─── RECORDS FOR THIS TASK ───

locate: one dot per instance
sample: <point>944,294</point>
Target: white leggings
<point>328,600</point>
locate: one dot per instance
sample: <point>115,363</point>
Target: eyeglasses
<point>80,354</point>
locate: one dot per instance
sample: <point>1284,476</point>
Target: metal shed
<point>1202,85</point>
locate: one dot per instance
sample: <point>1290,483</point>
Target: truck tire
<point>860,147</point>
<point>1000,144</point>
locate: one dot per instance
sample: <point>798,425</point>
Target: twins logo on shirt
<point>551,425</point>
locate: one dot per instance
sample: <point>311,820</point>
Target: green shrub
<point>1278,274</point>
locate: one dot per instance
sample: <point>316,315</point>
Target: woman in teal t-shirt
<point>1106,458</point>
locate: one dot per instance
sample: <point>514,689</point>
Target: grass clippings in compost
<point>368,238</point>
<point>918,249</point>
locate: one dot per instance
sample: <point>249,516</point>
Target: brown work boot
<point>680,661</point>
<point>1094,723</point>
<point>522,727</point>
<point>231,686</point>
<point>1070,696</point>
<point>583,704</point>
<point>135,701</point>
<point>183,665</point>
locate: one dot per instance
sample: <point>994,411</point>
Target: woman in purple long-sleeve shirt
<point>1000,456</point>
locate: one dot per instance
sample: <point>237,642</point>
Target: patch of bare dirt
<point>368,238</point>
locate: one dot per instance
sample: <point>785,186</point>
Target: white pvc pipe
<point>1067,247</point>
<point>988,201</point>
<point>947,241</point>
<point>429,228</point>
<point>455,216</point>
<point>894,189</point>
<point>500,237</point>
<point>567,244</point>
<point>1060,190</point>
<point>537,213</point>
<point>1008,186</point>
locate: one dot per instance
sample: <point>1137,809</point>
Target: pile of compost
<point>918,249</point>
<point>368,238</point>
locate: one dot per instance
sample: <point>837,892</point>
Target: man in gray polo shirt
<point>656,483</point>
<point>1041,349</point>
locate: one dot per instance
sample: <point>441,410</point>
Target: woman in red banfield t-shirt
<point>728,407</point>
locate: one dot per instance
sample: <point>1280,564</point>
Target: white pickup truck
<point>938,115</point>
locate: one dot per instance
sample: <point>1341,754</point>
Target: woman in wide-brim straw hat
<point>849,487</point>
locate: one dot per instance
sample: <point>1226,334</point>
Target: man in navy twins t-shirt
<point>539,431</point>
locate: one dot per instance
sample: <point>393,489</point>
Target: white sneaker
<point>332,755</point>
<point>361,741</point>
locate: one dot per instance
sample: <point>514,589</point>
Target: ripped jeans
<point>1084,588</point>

───

▶ **EXERCISE DESCRIPTION**:
Rewrite every item above with "Target" swapped for "Label", leaving everything else unchanged.

▶ **THE COMPLETED TASK**:
locate: one dot per instance
sample: <point>944,294</point>
Label: white leggings
<point>328,600</point>
locate: one dot per instance
sample: <point>115,363</point>
Label: eyeglasses
<point>80,354</point>
locate: one dot per instance
sample: <point>1284,476</point>
Label: metal shed
<point>1202,85</point>
locate: one dot per instance
sample: <point>1290,483</point>
Label: truck tire
<point>860,147</point>
<point>1000,144</point>
locate: one dot per instance
sample: <point>798,425</point>
Label: twins logo on shirt
<point>551,425</point>
locate: one dot per instance
sample: <point>311,820</point>
Label: green shrub
<point>1278,274</point>
locate: one dot per instance
sample: <point>316,315</point>
Label: woman in teal t-shirt
<point>1106,458</point>
locate: one dot per instance
sample: <point>514,689</point>
Label: grass clippings in compost
<point>368,238</point>
<point>918,249</point>
locate: one dot per instance
sample: <point>249,516</point>
Label: brown work boot
<point>680,661</point>
<point>1094,723</point>
<point>522,727</point>
<point>231,686</point>
<point>1070,696</point>
<point>583,704</point>
<point>135,701</point>
<point>183,665</point>
locate: one dot per instance
sample: <point>994,411</point>
Label: woman in purple long-sleeve shirt
<point>1000,456</point>
locate: one dot per instance
sample: <point>237,642</point>
Label: patch of bare dirt
<point>368,238</point>
locate: one dot per instance
sample: <point>785,186</point>
Label: white pvc pipe
<point>1067,247</point>
<point>988,201</point>
<point>947,241</point>
<point>429,228</point>
<point>455,216</point>
<point>894,189</point>
<point>500,237</point>
<point>567,244</point>
<point>1060,190</point>
<point>537,213</point>
<point>1008,186</point>
locate: one dot per instance
sample: <point>1137,809</point>
Label: pile of compost
<point>918,249</point>
<point>368,238</point>
locate: one dot per instance
sample: <point>837,892</point>
Label: man in gray polo shirt
<point>656,483</point>
<point>1041,349</point>
locate: one dot per instance
sample: <point>441,410</point>
Label: woman in red banfield t-shirt
<point>728,407</point>
locate: one dot per instance
sample: <point>1280,564</point>
Label: white pickup truck
<point>938,115</point>
locate: one dot per instance
sample: <point>1341,754</point>
Label: woman in wide-brim straw hat
<point>849,487</point>
locate: one dot per instance
sample: <point>1226,334</point>
Label: man in navy twins t-shirt
<point>539,431</point>
locate: one dot per instance
sample: <point>393,489</point>
Label: white sneaker
<point>332,755</point>
<point>361,741</point>
locate: one dot per instance
sample: <point>514,589</point>
Label: ripped jeans
<point>1084,588</point>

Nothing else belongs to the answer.